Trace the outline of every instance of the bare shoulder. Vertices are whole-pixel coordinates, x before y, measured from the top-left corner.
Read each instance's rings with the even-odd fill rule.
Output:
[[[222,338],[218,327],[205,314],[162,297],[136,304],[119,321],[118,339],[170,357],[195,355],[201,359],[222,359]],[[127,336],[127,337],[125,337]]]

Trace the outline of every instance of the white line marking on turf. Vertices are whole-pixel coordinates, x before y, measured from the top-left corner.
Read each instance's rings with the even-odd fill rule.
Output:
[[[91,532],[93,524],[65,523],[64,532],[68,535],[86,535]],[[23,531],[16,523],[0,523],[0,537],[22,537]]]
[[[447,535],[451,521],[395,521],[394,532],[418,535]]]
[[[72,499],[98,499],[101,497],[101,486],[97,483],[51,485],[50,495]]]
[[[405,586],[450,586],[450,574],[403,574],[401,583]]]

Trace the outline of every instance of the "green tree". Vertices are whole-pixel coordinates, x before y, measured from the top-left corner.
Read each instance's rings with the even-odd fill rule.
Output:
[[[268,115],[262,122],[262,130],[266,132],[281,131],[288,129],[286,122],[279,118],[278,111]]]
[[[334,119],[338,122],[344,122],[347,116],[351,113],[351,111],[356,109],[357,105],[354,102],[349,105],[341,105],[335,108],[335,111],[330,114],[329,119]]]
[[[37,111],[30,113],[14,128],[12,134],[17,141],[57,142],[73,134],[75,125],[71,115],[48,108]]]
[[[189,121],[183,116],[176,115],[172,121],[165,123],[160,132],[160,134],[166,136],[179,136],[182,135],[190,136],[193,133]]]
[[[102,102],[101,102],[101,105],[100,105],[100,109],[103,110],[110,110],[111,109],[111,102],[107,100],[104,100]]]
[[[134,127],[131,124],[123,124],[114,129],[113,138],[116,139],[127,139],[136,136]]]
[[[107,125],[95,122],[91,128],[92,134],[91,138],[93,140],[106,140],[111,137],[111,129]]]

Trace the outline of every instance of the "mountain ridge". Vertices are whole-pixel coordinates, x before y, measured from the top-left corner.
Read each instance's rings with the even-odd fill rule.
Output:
-------
- Instructions to follow -
Repeat all of the data above without any changes, from its first line to its last.

- Written solution -
Trace the outline of every instance of the bare shoulder. Vertices are whole-pixel coordinates, x before y, measured from the top-left corner.
Read each instance's rings with the even-odd fill rule.
Output:
[[[222,338],[218,327],[205,314],[162,297],[136,304],[119,321],[118,339],[170,357],[195,355],[201,359],[222,359]],[[127,336],[127,337],[125,337]]]

Trace the outline of every instance of the white line marking on turf. Vertices are whole-pixel coordinates, x before y, measured from the top-left corner.
Read each instance's rings with the even-odd fill rule.
Output:
[[[91,532],[93,524],[65,523],[64,532],[68,535],[86,535]],[[23,531],[16,523],[0,523],[0,537],[22,537]]]
[[[447,535],[451,521],[395,521],[394,532],[418,535]]]
[[[72,499],[98,499],[101,497],[101,486],[97,483],[51,485],[50,495]]]
[[[405,586],[450,586],[450,574],[403,574],[401,583]]]

Trace the outline of every instance of the "green tree". Vertices are whole-pixel coordinates, x before y, measured from the top-left corner.
Read each instance's rings with the even-odd fill rule.
Output:
[[[268,115],[262,122],[262,130],[266,132],[281,131],[288,129],[286,122],[279,118],[278,111]]]
[[[334,119],[338,122],[344,122],[347,116],[351,113],[351,111],[356,109],[357,105],[354,102],[349,105],[341,105],[335,108],[335,111],[330,114],[329,119]]]
[[[37,111],[30,113],[14,128],[12,134],[17,141],[57,142],[73,134],[75,125],[71,115],[48,108]]]
[[[189,121],[183,116],[176,115],[172,121],[165,123],[160,132],[160,134],[166,136],[179,136],[182,135],[190,136],[193,133]]]
[[[102,102],[101,102],[101,105],[100,105],[100,109],[103,110],[110,110],[111,109],[111,102],[107,100],[104,100]]]
[[[134,127],[131,124],[123,124],[114,129],[113,138],[116,139],[127,139],[136,136]]]
[[[107,125],[95,122],[91,128],[92,134],[91,138],[93,140],[106,140],[111,137],[111,129]]]

Trace the outline of every instance of the "mountain ridge". Vertices are whole-pixel coordinates, x before y, measured from the top-left corner.
Read each instance's rings with the even-odd fill rule.
Output:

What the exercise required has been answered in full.